▶ **Provided text**:
━━━━━━
Name the bigger number: 83! A tale of exponentials
Ever wanted a taste of the things Computer Scientist thinks about? This essay was so well written I actually read it twice. All you need is high school math to appreciate most of it.
Read Who Can Name the Bigger Number by Scott Aaronson (Asst. Prof, EECS, MIT)
In an old joke, two noblemen vie to name the bigger number. The first, after ruminating for hours, triumphantly announces “Eighty-three!” The second, mightily impressed, replies “You win.”
A biggest number contest is clearly pointless when the contestants take turns. But what if the contestants write down their numbers simultaneously, neither aware of the other’s? To introduce a talk on “Big Numbers,” I invite two audience volunteers to try exactly this. I tell them the rules:
You have fifteen seconds. Using standard math notation, English words, or both, name a single whole number — not an infinity — on a blank index card. Be precise enough for any reasonable modern mathematician to determine exactly what number you’ve named, by consulting only your card and, if necessary, the published literature.
━━━━━━
Source records
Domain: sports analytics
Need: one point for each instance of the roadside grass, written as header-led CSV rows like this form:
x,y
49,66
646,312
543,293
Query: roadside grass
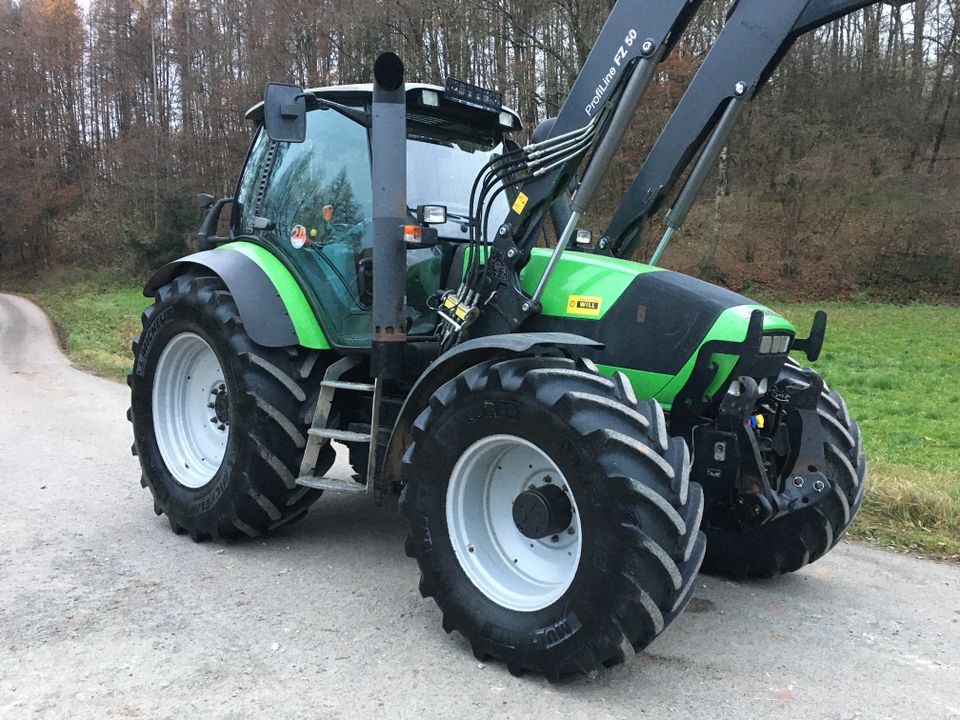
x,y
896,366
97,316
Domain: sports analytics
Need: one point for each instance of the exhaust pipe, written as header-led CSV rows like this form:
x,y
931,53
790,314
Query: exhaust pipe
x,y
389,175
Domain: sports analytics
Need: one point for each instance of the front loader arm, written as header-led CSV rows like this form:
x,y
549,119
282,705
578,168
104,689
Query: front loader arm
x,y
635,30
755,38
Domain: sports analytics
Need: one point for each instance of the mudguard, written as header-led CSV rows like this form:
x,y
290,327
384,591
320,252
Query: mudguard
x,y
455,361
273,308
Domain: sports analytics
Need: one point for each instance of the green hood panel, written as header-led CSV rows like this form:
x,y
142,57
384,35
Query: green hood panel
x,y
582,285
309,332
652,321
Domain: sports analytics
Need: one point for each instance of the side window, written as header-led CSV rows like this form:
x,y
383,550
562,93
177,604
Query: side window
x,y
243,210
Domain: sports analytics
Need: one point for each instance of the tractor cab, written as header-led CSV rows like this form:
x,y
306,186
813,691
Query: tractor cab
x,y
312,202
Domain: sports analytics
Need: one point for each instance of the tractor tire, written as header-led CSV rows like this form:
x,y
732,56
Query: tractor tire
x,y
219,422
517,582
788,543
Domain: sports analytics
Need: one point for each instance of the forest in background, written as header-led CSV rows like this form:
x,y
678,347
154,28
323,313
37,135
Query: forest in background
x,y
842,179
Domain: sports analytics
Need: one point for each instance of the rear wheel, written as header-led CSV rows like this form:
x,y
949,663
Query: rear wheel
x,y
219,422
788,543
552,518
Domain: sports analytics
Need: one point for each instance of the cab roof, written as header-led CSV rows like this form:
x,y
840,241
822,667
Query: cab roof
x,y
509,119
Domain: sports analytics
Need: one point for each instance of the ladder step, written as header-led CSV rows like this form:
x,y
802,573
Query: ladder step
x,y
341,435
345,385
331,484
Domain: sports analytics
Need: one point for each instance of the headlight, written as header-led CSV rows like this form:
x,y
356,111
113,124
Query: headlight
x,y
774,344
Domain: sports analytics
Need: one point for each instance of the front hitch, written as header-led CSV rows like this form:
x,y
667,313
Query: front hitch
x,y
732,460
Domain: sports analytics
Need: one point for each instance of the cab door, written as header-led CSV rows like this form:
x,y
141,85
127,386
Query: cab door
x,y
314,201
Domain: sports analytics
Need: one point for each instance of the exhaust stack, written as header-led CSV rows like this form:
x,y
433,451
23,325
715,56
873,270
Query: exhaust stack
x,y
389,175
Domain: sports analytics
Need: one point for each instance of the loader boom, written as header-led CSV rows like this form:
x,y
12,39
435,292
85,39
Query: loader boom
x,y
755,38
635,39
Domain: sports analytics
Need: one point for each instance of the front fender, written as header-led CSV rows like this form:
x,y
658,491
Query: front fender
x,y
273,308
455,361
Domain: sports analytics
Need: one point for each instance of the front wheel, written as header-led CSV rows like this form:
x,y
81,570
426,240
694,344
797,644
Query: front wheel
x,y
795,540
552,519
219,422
━━━━━━
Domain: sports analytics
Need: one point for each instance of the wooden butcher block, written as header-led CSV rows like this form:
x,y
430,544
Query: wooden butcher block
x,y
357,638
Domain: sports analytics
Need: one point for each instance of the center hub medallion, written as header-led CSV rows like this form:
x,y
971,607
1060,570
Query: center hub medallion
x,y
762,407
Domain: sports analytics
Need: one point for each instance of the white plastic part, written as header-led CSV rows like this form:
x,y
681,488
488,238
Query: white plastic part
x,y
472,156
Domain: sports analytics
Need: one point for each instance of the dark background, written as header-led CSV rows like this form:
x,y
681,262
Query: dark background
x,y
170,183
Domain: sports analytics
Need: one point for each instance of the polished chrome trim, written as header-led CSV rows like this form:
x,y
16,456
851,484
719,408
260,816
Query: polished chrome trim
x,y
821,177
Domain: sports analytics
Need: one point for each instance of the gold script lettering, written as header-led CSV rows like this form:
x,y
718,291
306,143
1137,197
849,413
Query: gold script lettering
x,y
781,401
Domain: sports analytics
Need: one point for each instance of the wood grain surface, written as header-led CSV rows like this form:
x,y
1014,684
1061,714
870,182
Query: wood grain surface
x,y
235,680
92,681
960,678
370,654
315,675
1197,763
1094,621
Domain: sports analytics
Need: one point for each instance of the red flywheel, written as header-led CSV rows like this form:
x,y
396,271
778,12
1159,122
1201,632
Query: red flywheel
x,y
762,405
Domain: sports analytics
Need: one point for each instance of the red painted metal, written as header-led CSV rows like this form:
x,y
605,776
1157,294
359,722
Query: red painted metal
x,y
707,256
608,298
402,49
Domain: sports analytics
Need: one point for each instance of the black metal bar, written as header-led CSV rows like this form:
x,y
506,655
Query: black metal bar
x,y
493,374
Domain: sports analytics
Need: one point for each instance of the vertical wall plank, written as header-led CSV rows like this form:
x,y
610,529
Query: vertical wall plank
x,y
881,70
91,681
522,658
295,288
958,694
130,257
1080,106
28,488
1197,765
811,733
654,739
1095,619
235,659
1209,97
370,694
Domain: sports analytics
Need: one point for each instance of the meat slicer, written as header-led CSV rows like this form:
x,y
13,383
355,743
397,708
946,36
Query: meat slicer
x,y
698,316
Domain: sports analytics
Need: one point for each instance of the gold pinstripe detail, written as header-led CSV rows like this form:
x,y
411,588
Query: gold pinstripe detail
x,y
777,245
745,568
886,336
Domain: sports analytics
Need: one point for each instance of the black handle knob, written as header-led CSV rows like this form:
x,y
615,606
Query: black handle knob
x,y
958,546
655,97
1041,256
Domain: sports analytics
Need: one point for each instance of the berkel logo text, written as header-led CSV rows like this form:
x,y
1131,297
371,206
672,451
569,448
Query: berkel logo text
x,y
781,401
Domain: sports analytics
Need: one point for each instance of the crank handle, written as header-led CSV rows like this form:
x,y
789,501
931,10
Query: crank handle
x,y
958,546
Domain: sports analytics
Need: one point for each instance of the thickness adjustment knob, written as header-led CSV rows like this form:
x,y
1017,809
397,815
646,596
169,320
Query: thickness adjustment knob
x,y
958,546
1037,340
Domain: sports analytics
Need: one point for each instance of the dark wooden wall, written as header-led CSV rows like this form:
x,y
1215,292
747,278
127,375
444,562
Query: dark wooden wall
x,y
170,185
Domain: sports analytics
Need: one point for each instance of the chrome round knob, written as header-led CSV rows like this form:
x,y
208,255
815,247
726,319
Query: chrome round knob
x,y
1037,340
━━━━━━
▶ **What you will do**: In the text about naming the bigger number, how long do the volunteers get to write their number?

▶ **Expected answer**: Fifteen seconds.